* [INSTRUCTIONS TO FOLLOW]
Locate each line in the records below that contains the string "tile" and copy it out. The match is case-sensitive.

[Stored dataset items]

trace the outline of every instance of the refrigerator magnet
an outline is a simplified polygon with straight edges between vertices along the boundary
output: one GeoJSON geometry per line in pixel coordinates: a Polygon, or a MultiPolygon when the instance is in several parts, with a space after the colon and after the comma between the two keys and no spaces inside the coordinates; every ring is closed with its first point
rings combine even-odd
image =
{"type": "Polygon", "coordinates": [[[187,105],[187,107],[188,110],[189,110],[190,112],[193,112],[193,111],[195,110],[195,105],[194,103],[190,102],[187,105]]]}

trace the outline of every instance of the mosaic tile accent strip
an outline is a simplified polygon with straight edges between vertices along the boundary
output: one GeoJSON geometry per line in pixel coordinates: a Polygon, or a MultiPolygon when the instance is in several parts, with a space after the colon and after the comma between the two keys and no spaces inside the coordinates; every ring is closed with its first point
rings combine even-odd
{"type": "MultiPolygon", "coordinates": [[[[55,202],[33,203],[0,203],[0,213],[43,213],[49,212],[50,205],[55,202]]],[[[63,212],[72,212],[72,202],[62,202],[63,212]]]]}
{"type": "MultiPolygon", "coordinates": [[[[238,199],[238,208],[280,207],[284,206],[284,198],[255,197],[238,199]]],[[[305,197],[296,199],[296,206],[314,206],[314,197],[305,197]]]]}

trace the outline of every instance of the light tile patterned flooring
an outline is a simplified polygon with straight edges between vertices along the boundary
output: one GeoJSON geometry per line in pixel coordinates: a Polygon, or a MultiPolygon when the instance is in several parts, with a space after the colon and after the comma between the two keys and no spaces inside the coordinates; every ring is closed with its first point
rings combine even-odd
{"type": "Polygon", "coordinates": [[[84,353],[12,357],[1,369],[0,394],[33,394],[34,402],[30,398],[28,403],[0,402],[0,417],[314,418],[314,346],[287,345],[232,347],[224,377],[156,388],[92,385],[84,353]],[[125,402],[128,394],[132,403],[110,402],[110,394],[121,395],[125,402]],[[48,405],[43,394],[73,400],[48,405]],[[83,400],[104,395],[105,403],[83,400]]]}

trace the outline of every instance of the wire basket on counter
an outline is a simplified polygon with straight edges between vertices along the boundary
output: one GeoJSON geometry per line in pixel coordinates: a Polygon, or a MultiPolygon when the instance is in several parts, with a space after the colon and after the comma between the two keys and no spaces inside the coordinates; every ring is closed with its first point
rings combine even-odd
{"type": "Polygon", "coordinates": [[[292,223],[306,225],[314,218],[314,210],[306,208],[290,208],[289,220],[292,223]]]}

* [REPLY TO THE EXERCISE]
trace the outline of every instance of the mosaic tile accent strip
trace the outline of every instance of the light tile patterned flooring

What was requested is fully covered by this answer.